- [Goal] Copy out every line in the entries below that contains the string "photo". Case counts.

- [Exercise material]
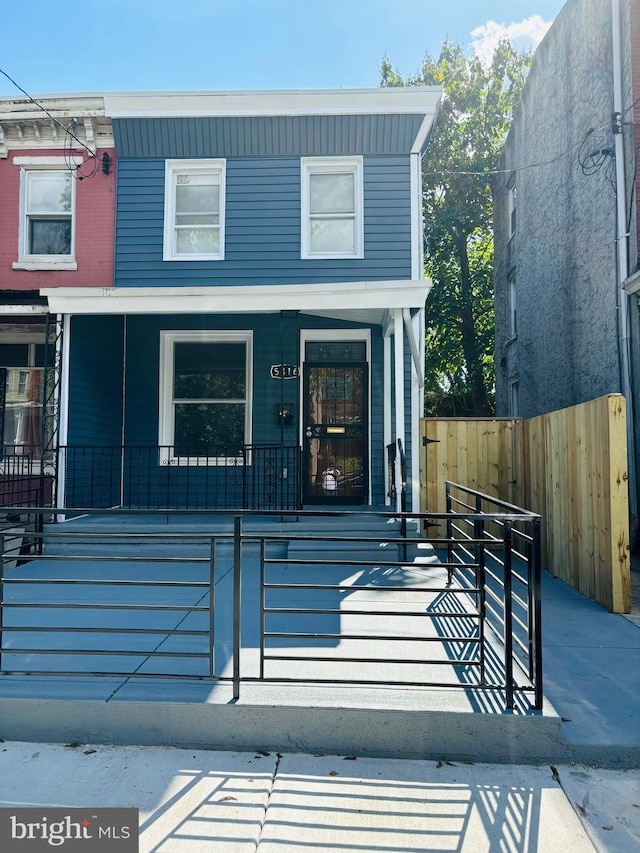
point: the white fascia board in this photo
(23, 310)
(410, 99)
(632, 284)
(251, 299)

- [Task result]
point: the white fascia board in this photo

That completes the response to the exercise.